___ Document section ___

RTI Joins the Great Society

From Head Start to the Job Corps, the Institute applies its expertise in social science research

The 1960s were a period of social upheaval in the United States, which was naturally reflected in the work RTI took on for the government. In the wake of the 1962 publication of Rachel Carson's Silent Spring, a book documenting the detrimental effects of pesticides, the modern environmental movement was born. Public concern was also being raised about the country's underprivileged classes, and RTI heeded the call with its initial forays into quality-of-life research. As before, the Institute proactively hired staff to conduct research in these fields, with the expectation that, over time, clients would be cultivated, proposals would be formulated and accepted, and contract revenue would follow.

Following President Lyndon B. Johnson's declaration of the War on Poverty, RTI offered its resources in survey research and social sciences. Congress soon passed the Economic Opportunity Act, a law establishing the Office of Economic Opportunity (OEO), which administered federal funds to ease conditions of extreme poverty. The OEO funded a variety of Great Society programs, including Job Corps training for high school dropouts, Head Start for underprivileged preschoolers, and Upward Bound for disadvantaged high-school students–fertile ground for RTI to apply its expertise.

___ Information provided ___

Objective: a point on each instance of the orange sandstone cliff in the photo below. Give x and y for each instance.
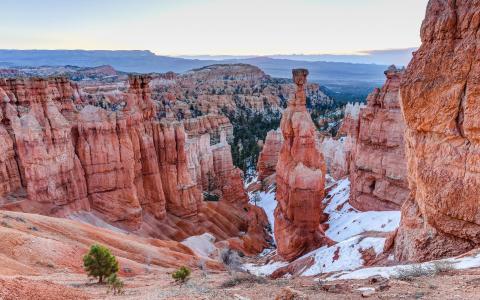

___

Pick up the history of RTI's 1960s social science work where it ends, keeping the same tone, and don't bring in anything from the listing.

In 1965, RTI embarked on one of its biggest projects to date, in support of the North Carolina Fund–a project initiated by then-governor Terry Sanford that aimed to improve the economic well-being of low-income families in 11 North Carolina communities. To show just how intensive this work was, it entailed hour-long, 400-question interviews with 12,500 households across the state, conducted by 150 RTI researchers–at a time when computer-assisted data-gathering (and data-crunching) was still far in the future.

In the field of social research, during the 1960s, the local universities' close relationship with RTI was everything the founders of the Institute had hoped for. Researchers drew from university libraries and staff members enrolled in university courses and received faculty appointments to teach and supervise graduate study. They also coauthored countless papers and books with their university counterparts. "From the time of RTI's inception, it was recognized that the presence of the universities here in the Triangle area would be the institute's greatest asset," wrote Marcus E. Hobbs, a Duke chemistry professor who became chairman of RTI's executive committee in 1962. "[This] has been confirmed with each passing year."